▸ Exercise goal
Continue the post below about the $10.40 hourly wage figure for the Steelyard Commons Wal-Mart, picking up right after its last sentence.

* begin Text excerpt *

$10.40 an hour (updated)
Lies, damn lies, statistics and journalism department:
PD story Monday about Steelyard Commons Wal-Mart turning away thousands of applicants to hire 300:
Wal-Mart’s average hourly wage in Ohio is $10.40, for annual pre-tax earnings of $21,632. For someone making minimum wage, that’s a jump. Even if $10.40 is a little less than someone made in a previous job, Wal-Mart’s 10-percent employee discount might help offset the difference.
Kevin O’Brien’s column this morning:
The good news was that more than 6,000 people recognized that those jobs - those $10.40-an-hour jobs with less-than-perfect benefits - were better than nothing.
On the Sound Of Ideas this morning, Dan Moulthrop repeated as a fact the $10.40 wage figure in connection with employment at SYC Wal-Mart.

* end Text excerpt *
* begin Items *

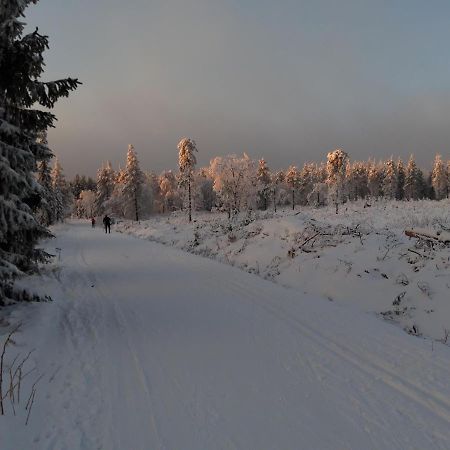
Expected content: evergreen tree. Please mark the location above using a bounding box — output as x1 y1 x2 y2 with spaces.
256 158 271 210
298 163 315 205
158 170 181 212
95 161 116 214
395 158 405 200
121 144 144 221
405 155 424 200
383 157 398 200
327 148 348 214
272 170 285 212
285 166 300 210
0 0 78 304
36 159 56 227
431 155 448 200
367 161 383 199
177 138 197 222
51 158 73 222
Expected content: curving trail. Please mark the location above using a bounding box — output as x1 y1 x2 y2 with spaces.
0 223 450 450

* end Items *

▸ Response to this task
Actually, the PD is a bit confused. $10.65 an hour, not $10.40, is the number Wal-Mart gives as the “average” for full-time hourly associates nationwide. I can’t find any clear statement about whether “average” means “mean” or “median”. Critics have said that similar numbers asserted in the past were probably means, not medians, that included some very high-paid executives to skew the average upward. But let’s give Wal-Mart the benefit of the doubt today, and assume that “average” means “median”.
1. “Median” means half of all such employees in Ohio make less. Did any reporter bother to ask Wal-Mart how much the employees starting at the SYC store are making? How about the starting pay for cashiers, specifically?
2. Many Wal-Mart employees are not full-time. Did any reporter bother to ask how many of the SYC store’s employees will be fulltime and how many part-time? What’s the median hourly wage for the part-timers? What are part-timers at SYC making?
3. $10.40 $10.65 an hour is an assertion by Wal-Mart management. Did any reporter bother to try to verify it from a second source, e.g. the new employees themselves (or non-hires who got interviewed)?
Because, you know, real journalists have standards.
P.S. ACORN used state withholding records to try to figure out the real Wal-Mart wage picture in Florida in 2005, when the company was saying its average national hourly wage was $9.63. Here’s their report. It concludes that only a third of Wal-mart’s positions in the state paid at or above the company’s claimed national average hourly wage.
November 29th, 2007 at 11:39 am
Ohh! You are so tough on the real journalists, Bill!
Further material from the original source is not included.